Given text

These colonial gardens were characterized by “geometric symmetry within an enclosed space.” Walls and hedges delineated the space of the garden, and plantings kept to defined spaces separated by straight walkways. By the mid-18th century, more “naturalistic” gardens were becoming fashionable in England, but these did not appeal to colonists, who had more than enough nature to contend with. To them, “a garden was nature tamed, trimmed, and enclosed within a fence or hedge.”

Kitchen garden behind Wetherburn’s Tavern
Shurcliff and his staff worked with the best information available to them, but over the years it’s become clear that they (like everyone) were influenced by the aesthetic tastes of their own time. Today, Shurcliff’s gardens are considered better examples of the Colonial Revival than they are authentic recreations of colonial gardens. As new sources are found, changes are being made to Williamsburg’s gardens. New archaeological techniques have been particularly valuable—traces of plants and even pollen have been found and identified, leading to more accurate information about what species were known in the area in the 18th century. As CW comes to focus more on the everyday life of ordinary individuals, kitchen gardens, where vegetables, fruit, and herbs were grown, have joined the more elaborate formal gardens of the Colonial Revival era.

Collected data
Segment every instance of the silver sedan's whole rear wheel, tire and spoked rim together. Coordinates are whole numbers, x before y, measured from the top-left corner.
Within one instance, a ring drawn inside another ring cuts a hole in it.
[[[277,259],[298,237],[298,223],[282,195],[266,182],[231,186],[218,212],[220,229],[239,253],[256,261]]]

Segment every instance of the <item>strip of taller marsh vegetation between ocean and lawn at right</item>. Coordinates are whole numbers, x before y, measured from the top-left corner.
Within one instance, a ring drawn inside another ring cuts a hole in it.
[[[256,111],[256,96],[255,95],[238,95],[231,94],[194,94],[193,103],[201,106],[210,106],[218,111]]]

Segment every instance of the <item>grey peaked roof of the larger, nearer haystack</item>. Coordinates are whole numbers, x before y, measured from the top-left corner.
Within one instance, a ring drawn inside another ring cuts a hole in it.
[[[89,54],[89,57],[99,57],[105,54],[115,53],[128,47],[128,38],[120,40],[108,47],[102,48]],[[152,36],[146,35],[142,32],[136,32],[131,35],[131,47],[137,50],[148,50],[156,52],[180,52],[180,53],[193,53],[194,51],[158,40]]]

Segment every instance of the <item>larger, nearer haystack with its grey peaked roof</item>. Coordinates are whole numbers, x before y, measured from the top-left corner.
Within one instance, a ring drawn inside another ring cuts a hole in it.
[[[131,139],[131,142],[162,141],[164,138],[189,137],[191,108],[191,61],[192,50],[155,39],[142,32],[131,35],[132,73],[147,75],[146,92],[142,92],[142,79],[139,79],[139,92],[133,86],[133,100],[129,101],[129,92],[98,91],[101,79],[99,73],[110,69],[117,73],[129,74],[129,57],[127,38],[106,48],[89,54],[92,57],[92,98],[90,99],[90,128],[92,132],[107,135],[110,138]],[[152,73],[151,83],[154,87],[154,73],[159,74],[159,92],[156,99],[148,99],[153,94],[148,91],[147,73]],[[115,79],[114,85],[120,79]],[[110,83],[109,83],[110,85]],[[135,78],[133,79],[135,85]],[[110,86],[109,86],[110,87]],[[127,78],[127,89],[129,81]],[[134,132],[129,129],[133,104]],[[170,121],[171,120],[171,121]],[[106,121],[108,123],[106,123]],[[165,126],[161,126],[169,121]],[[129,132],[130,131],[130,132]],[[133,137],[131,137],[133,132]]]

What the exercise asks
Continue the text on Williamsburg's colonial gardens, starting after its last sentence.

Response to the exercise
Hand-colored lantern slide showing the formal gardens
of the Governor’s Palace, 1935
We have very little information about what the Alice’s grounds looked like during the early days of the Museum, but the Colonial Williamsburg style of garden was so wildly popular from the 1930s to the 1950s that I have to think Alice Miner was influenced by it. If you have any photographs that show the outside of the museum during this period, we would love to see them! In the meantime, I will be continuing to research this fascinating topic—and dreaming of warmer days.







Sources:

M. Kent Brinkley, The Gardens of Colonial Williamsburg (Colonial Williamsburg Foundation, 1996)

“The Restoration of Colonial Williamsburg,” special issue of The Architectural Record (December 1935)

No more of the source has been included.